EXTRACT PROVIDED:
--------------------------------------------------

For a while, I have wanted to write about how my time away from school shaped me into the person/researcher I am now. A reflection on this past semester felt like a good opportunity to discuss how lessons learned in my time away prepared me for the challenges I recently faced.

As a brief timeline of events, I graduated with a Bachelor’s in Biomedical Engineering from Case Western Reserve University in 2013. That fall, I moved to London to pursue a Master’s in Nanotechnology and Regenerative Medicine at University College London, which I completed in the fall of 2014. While both of those experiences were incredible and life-altering in their own way (which I will probably write about at a later time), I really only became an adult and learned adult lessons once I left school.

From September 2014 to August 2017, I did my best to be a contributing member of society, with varying success. The first 9 months of my post-academic life were filled with moving back in with my parents, trying to find a job, questioning my choices, catching up on sleep, and getting re-acquainted with the people in my life. While, in that time, I felt more like a high school student during summer break than a functioning adult, I appreciate the breathing room it afforded me and my chance to reassess what I wanted to do next.

In the summer of 2015, I started a job as research assistant at a very well-funded private institution. I had previously interned there and was very excited to accept a full-time position. Fortunately, this lab allowed me to combine my previous experience with cancer drug delivery platforms with my emerging interests in tissue engineering and regenerative medicine technologies. I was given many responsibilities very soon after starting the position. These grew to involve extensive writing and work with grant applications, as well as holding authority in groups of people with far greater experience and stature than me. “In over my head” felt like an understatement.

The pressure of such responsibility and work-load frustrations lead to dreading any contact with my PI, and resulted in two main events. First, I started writing. I kept an online blog under a pseudonym where I could articulate everything in my life that was making me miserable. Simply putting my thoughts into words felt so cathartic that once written down, I could easily move past whatever was bothering me. Second, I started looking for a new job.

My limited criteria when looking for a new job were that I stay in Houston, the research be in the realm of tissue engineering, and the PI be very different from the one I’d been working for. It took about 5 months from the time I started looking, to find a position which met my criteria. In the fall of 2016, I started my new job as a research associate (a title bump, but not so much a salary one) at UTHealth School of Dentistry, working with a PI who was the polar opposite of the one I had left.

I took on completely different, but equally challenging responsibilities which mainly included designing a new research project in a field I had never worked in before. This involved spending months reading and familiarizing myself with the vast amounts of knowledge that researchers in the field before me had acquired. Under the guidance of my PI, I wrote a textbook chapter on cell interactions with different biomaterials, and designed a research project which I was proud of and excited to start working on.

--------------------------------------------------

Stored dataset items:
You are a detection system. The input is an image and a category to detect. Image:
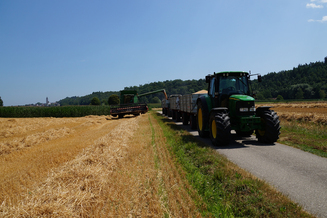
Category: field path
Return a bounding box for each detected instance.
[167,114,327,218]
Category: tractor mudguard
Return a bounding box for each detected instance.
[210,107,228,114]
[256,106,272,112]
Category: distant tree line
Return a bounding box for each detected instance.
[59,58,327,105]
[252,62,327,99]
[58,91,119,106]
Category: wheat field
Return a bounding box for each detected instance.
[0,114,200,217]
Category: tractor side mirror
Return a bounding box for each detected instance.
[258,75,262,83]
[206,75,210,83]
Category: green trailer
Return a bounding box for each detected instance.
[110,89,167,118]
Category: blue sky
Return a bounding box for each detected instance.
[0,0,327,106]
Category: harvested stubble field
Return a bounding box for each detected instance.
[0,114,199,217]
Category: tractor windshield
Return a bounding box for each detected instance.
[219,76,250,95]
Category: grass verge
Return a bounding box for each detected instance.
[151,112,312,217]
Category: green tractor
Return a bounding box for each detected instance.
[197,71,280,146]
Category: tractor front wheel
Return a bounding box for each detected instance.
[209,112,231,146]
[255,110,280,143]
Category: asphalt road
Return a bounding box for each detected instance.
[160,112,327,218]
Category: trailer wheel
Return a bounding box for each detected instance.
[236,130,254,137]
[182,113,190,125]
[255,110,280,143]
[197,102,208,137]
[209,112,231,146]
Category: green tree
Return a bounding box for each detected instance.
[263,89,272,98]
[108,94,119,105]
[295,88,303,99]
[322,89,326,99]
[276,95,284,101]
[91,97,101,105]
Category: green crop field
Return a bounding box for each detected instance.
[0,106,110,118]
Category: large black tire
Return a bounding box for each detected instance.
[182,113,190,125]
[255,110,280,143]
[190,114,197,129]
[197,102,208,137]
[209,112,231,146]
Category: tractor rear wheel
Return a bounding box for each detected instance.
[209,112,231,146]
[255,110,280,143]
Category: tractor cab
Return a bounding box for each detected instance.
[197,71,280,145]
[206,72,254,108]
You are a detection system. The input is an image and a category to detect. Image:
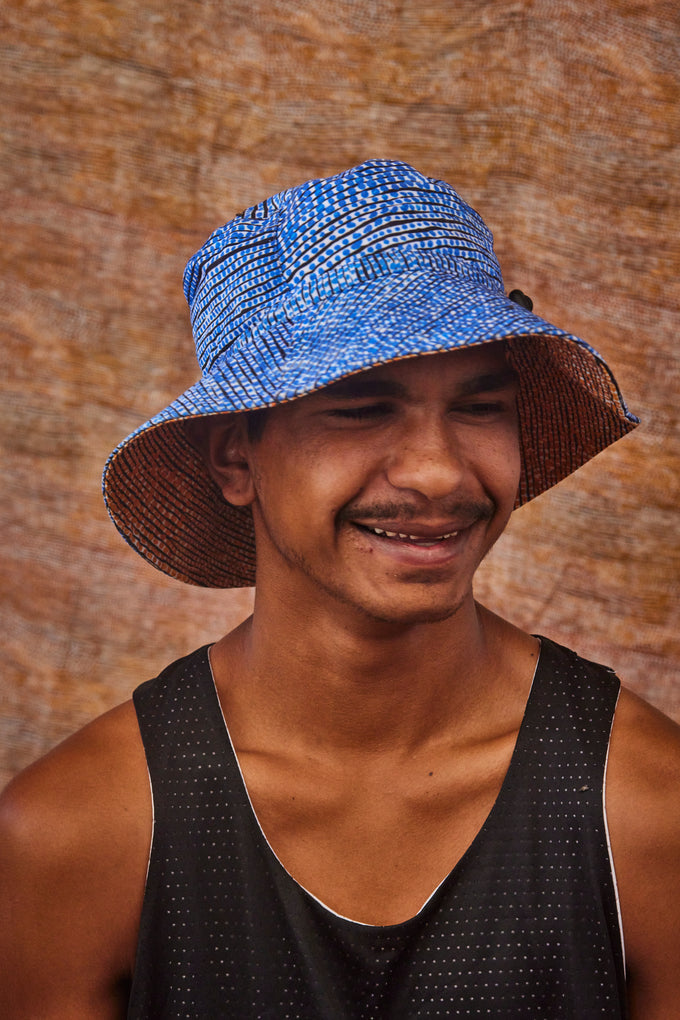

--------------------------------------------------

TASKS TO CARRY OUT:
1. Answer these questions using the reflection on time away from school:
(a) From which university did the writer earn a Bachelor's in Biomedical Engineering?
(b) What did the writer begin keeping under a pseudonym?
(c) Where did the writer start working as a research associate in the fall of 2016?
2. Write a continuation of the reflection on time away from school, picking up right after its final sentence.

RESULTS OF THE TASKS:
1.
(a) Case Western Reserve University
(b) An online blog
(c) UTHealth School of Dentistry

2.
Within two months of starting at UTHealth, I knew I was ready to go back to school and start working on my PhD. I also wanted to keep working in that lab, with those people. Prior to that job, I had spent enough time working in a septic environment that I recognized one of support, teaching, and growth. Soon after starting my job there, I applied to the PhD program that my PI was affiliated with, the UT MD Anderson/UTHealth Graduate School of Biomedical Sciences.

I don’t think my PI was thrilled about the prospect of my leaving his lab less than a year after joining, but he was incredibly supportive of my desire to go back to school. The research project we’d designed became the project I applied to fellowships with, as it was the project I wanted to work on for my PhD.

In August 2017, I left full-time employment and started on my current journey.

Due to my goal to take candidacy in the spring of next year, I chose to take both of my program’s most difficult courses this past semester. I believed that with my research responsibilities limited to rotations (i.e. short-term projects), I would have more flexibility when needing to complete assignments and study for exams. This assumption turned out to be correct, but I underestimated how much these courses would challenge me and how much time they would require.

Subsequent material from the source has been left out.